Request
Rewrite each item below, replacing "ingests" with "takes in" and leaving everything else as it is.

Items in a dataset

********

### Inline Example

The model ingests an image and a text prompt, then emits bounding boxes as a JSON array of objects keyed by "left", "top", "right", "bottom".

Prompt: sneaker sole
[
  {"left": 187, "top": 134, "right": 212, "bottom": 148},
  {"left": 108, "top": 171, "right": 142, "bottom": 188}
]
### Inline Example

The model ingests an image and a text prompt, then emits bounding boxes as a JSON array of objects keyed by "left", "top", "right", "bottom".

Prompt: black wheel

********

Solution to the problem
### Inline Example

The model takes in an image and a text prompt, then emits bounding boxes as a JSON array of objects keyed by "left", "top", "right", "bottom".

Prompt: sneaker sole
[
  {"left": 187, "top": 134, "right": 212, "bottom": 148},
  {"left": 108, "top": 171, "right": 142, "bottom": 188}
]
### Inline Example

The model takes in an image and a text prompt, then emits bounding boxes as a JSON array of objects keyed by "left", "top", "right", "bottom".

Prompt: black wheel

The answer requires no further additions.